Given instruction 1> From the CORBA passage below, list the major components that it says CORBA is composed of.

Sunday, June 30, 2013
ABSTRACT
CORBA, which stands for
Common Object Request Broker Architecture, is an industry standard developed by
the OMG to aid in distributed objects programming. CORBA is just a specification
for creating and using distributed objects; CORBA is not a
programming language. The CORBA architecture
is based on the object model. This model is derived from the abstract core object model defined by the OMG.
The model is abstract in the sense that it is not directly realized by any
particular technology; this allows applications to be built in a standard
manner using basic building blocks such
as objects. Therefore, a CORBA-based system is a collection of objects that
isolates the requestors of services (clients) from the providers of services (servers)
by a well-defined encapsulating interface. CORBA works behind the scenes
in the computer rooms of many of the world's largest websites; ones that you
probably use every day
It is important to note that CORBA objects
differ from typical programming objects in three ways:
·
CORBA objects can run on any platform.
·
CORBA objects can be located anywhere on the network.
·
CORBA objects can be written in any language that has IDL mapping.
CORBA is composed of five
major components: ORB, IDL, dynamic invocation interface (DII), interface
repositories (IR), and object adapters (OA).
INTRODUCTION
The
Common Object Request Broker Architecture (CORBA) is an emerging open
distributed object-computing infrastructure being standardized by the Object
Management Group (OMG). The Common Object Request Broker Architecture
(CORBA) is an object-oriented infrastructure for distributed computing. CORBA
enables software interoperability across multiple programming languages and
platforms.
CORBA CONCEPTS
CORBA’S theoretical underpinnings are
based on three important
concepts
·
Object-Oriented model
·
Open distributed
computing environments
·
Component integration and
reuse
The ORB is the communication infrastructure through which all objects communicate.
The object request broker
The CORBA specification must have
software to implement it. The software that implements the CORBA specification
is called the ORB. The ORB, which is the heart of CORBA, is responsible for all
the mechanisms required to perform these tasks:
·
Find the object implementation for the request.
·
Prepare the object implementation to receive the request.
·
Communicate the data making up the request.
CORBA defines a set of
communication protocols between objects. Calls will be made using the IIOP or
the GIOP protocols on top of the existing network layers.

Given data>
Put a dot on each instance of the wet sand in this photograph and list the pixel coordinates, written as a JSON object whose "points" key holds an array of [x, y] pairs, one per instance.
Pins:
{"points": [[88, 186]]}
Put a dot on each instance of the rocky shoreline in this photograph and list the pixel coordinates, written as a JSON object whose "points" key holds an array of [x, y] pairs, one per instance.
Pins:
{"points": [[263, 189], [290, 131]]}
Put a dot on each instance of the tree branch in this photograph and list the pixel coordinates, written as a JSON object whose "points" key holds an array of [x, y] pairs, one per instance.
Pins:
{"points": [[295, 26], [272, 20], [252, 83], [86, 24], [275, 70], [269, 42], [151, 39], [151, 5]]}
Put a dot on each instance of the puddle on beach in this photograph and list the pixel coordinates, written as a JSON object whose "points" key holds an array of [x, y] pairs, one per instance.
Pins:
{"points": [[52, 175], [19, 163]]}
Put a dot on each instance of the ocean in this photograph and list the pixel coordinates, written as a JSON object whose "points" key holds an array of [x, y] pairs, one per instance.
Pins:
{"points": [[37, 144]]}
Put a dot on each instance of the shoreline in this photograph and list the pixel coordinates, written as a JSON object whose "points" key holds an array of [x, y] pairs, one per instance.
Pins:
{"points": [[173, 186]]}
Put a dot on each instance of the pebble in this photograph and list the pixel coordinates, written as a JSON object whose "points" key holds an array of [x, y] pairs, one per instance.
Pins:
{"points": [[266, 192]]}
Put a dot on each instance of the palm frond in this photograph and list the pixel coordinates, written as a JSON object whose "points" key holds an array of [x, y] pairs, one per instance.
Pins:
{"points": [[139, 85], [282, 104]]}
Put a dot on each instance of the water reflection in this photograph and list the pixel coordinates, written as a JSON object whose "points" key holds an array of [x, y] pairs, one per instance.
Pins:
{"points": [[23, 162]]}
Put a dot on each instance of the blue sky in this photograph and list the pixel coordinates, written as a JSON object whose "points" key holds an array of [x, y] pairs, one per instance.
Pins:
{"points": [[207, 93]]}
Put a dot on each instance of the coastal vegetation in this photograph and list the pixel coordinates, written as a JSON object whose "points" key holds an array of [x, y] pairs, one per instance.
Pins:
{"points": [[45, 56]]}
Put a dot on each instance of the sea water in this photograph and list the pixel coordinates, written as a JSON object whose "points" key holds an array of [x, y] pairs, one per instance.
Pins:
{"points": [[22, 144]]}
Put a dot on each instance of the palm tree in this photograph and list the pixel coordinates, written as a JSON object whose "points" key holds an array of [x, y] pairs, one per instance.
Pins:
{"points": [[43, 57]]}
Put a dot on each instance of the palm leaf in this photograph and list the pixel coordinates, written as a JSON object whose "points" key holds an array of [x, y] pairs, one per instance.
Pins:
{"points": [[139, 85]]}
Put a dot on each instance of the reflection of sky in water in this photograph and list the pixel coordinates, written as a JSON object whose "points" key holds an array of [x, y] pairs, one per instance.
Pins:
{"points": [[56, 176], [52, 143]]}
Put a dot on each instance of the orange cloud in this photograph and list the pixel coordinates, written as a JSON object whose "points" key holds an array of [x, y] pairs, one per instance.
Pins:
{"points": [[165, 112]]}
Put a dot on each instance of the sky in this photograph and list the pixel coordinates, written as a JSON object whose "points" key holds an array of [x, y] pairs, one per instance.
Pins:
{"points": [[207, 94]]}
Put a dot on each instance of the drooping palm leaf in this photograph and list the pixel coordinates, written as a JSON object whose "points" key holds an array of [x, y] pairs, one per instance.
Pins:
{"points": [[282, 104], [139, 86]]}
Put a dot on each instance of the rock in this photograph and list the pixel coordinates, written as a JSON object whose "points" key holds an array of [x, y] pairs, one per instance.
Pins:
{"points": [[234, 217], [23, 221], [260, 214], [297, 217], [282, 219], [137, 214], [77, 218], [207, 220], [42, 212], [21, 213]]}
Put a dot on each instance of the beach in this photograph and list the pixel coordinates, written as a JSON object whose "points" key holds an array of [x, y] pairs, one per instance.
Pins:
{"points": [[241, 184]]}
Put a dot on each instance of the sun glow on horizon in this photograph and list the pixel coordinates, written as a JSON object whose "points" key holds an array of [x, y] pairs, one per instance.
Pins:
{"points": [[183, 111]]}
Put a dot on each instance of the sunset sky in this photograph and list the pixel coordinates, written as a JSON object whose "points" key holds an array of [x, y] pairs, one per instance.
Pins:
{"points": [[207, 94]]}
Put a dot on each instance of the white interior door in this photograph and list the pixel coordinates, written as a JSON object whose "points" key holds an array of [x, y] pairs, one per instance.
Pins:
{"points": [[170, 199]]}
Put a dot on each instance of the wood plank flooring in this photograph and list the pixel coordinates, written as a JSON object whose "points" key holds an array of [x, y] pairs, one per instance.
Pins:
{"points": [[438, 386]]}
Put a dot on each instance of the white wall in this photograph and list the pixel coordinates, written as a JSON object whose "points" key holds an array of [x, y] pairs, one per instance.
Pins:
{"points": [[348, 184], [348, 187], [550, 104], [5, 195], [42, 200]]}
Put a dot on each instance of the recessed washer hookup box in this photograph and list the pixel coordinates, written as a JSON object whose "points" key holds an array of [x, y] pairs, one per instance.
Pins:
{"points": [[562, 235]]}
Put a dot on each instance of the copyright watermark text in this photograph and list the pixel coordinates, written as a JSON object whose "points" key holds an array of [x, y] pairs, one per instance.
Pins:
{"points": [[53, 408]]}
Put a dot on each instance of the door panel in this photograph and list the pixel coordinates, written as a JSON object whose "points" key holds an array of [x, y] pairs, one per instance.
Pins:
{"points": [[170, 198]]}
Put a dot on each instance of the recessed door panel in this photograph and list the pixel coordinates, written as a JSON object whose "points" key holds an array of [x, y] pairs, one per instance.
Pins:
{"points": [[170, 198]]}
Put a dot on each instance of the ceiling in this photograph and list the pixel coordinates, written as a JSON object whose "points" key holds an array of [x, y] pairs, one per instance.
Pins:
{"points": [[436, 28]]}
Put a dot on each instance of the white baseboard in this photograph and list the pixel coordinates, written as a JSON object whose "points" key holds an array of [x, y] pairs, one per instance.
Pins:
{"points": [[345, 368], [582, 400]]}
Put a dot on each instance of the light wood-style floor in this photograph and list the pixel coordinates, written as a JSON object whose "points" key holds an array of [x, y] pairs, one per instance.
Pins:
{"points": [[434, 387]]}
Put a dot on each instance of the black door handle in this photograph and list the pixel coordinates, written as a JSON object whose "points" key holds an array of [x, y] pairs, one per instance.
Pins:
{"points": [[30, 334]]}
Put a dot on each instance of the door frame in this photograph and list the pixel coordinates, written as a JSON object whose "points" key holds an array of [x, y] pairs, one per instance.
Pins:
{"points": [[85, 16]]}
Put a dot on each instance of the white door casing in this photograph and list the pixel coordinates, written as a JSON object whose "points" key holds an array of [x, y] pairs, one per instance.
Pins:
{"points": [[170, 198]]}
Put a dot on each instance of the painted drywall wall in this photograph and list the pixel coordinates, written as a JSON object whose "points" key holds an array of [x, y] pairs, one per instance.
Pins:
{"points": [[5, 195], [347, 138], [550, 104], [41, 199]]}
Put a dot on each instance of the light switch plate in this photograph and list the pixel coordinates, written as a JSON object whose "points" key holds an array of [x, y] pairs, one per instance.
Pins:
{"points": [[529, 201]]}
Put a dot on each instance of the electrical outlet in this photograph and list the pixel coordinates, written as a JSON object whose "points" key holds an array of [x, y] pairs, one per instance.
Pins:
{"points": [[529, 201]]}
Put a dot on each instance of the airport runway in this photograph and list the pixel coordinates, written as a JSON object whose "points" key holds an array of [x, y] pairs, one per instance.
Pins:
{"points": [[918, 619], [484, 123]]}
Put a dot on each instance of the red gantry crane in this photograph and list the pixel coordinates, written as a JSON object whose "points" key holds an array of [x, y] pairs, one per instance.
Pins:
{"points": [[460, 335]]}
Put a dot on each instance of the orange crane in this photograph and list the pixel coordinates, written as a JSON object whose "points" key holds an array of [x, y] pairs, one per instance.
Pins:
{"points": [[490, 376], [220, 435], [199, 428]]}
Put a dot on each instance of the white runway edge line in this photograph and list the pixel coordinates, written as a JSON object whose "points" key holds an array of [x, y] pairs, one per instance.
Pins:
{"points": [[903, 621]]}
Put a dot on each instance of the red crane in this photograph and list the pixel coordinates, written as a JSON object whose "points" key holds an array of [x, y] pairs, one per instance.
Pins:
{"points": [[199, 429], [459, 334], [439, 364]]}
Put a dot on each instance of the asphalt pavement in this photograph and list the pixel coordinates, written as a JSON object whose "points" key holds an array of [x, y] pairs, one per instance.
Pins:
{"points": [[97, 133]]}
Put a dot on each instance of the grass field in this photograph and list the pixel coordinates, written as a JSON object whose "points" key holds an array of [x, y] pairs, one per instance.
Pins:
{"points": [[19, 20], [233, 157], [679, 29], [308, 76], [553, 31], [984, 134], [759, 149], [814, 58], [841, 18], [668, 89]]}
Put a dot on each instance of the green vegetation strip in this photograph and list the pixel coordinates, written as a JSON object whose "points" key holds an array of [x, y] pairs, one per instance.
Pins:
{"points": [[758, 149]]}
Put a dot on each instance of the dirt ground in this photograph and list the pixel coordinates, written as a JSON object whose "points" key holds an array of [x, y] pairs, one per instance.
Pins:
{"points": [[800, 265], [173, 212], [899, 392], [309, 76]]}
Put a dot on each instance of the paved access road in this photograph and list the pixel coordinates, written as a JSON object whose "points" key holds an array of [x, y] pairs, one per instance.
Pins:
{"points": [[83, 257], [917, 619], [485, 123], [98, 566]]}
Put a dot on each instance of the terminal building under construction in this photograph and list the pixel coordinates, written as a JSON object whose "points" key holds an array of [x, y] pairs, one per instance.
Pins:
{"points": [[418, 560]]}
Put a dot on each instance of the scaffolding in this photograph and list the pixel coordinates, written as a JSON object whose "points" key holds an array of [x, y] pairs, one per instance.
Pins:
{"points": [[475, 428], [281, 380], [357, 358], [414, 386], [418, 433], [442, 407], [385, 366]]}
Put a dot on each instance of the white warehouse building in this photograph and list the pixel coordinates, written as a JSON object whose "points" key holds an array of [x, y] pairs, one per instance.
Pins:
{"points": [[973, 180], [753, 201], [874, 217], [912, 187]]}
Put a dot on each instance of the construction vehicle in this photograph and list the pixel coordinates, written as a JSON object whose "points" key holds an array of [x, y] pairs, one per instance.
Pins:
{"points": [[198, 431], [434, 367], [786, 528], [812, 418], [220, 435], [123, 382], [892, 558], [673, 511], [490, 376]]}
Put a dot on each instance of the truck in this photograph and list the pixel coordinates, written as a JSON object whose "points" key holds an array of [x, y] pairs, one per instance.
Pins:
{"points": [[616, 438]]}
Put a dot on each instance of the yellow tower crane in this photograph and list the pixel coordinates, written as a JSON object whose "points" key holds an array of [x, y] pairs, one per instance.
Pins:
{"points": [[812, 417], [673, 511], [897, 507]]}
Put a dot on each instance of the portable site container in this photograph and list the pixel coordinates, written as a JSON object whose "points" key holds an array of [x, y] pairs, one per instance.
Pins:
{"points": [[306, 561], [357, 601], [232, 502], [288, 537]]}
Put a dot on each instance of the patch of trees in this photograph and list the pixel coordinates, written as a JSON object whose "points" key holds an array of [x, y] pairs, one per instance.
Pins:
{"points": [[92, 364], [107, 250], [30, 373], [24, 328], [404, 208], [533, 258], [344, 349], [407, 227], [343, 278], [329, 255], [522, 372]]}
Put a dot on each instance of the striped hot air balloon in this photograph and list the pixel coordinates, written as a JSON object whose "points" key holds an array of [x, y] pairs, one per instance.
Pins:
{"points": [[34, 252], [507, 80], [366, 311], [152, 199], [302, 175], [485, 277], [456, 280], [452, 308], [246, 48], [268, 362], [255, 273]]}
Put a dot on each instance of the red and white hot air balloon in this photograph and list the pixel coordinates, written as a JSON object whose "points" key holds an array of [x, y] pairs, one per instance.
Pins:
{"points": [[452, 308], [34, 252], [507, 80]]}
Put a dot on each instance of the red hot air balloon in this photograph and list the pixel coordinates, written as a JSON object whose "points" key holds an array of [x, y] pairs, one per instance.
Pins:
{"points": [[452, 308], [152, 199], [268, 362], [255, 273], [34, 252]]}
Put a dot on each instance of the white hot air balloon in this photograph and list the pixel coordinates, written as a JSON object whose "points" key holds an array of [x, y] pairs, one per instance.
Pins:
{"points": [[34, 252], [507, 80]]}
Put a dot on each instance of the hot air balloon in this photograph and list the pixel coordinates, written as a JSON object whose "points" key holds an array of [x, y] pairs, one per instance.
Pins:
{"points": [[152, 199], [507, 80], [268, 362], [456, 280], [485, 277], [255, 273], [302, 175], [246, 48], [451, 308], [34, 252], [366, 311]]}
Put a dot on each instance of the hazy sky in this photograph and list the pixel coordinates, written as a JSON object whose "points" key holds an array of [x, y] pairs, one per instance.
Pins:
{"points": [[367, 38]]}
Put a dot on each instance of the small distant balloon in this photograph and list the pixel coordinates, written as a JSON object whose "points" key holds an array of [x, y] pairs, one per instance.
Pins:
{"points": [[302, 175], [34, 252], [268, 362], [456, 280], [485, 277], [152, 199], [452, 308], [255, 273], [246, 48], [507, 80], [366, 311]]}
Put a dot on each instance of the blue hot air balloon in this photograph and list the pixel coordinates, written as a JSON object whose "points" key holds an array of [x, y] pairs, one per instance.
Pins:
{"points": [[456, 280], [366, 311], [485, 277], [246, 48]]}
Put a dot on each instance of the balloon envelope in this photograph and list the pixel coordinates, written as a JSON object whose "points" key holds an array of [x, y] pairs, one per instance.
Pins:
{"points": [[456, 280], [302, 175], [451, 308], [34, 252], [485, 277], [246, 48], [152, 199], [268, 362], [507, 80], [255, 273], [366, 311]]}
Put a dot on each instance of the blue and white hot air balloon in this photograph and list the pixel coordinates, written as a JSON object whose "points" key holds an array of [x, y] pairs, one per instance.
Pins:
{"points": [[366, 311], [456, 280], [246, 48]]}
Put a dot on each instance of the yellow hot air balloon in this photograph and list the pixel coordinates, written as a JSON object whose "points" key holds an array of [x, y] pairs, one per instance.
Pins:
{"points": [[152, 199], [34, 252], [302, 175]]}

Given instruction 2> Pick out every line of the listing above that contains the string "light", treating uppercase and lowercase as distinct.

Finished answer 1>
- ORB
- IDL
- dynamic invocation interface (DII)
- interface repositories (IR)
- object adapters (OA)

Finished answer 2>
Put a dot on each instance of the light wood-style floor in this photograph and list the pixel coordinates, written as a JSON object whose "points" key holds an array of [x, y] pairs, one per instance.
Put a dot on each instance of the light switch plate in this photograph and list the pixel coordinates, written as a JSON object whose "points" key holds an array of [x, y] pairs, one per instance.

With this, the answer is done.